■ EXERCISE DIRECTIONS: Restate word for word the lines of the records below, starting at the line that contains "<point>621,465</point>" and ending at the line that contains "<point>913,643</point>", with both of those lines included and nothing else.

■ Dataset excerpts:
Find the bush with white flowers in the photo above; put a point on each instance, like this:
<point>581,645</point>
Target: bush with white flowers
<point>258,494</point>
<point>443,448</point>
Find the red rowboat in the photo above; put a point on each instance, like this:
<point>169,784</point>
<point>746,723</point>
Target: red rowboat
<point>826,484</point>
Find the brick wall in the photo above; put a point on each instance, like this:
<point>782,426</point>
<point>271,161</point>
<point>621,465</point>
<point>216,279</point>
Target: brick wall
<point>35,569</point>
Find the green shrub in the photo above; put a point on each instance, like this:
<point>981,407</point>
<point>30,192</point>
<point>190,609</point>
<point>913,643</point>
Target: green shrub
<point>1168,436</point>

■ ANSWER SPACE:
<point>621,465</point>
<point>216,279</point>
Target: brick wall
<point>35,569</point>
Find the green shrub in the photo above; put a point on each instance, like this:
<point>981,407</point>
<point>30,192</point>
<point>190,609</point>
<point>913,643</point>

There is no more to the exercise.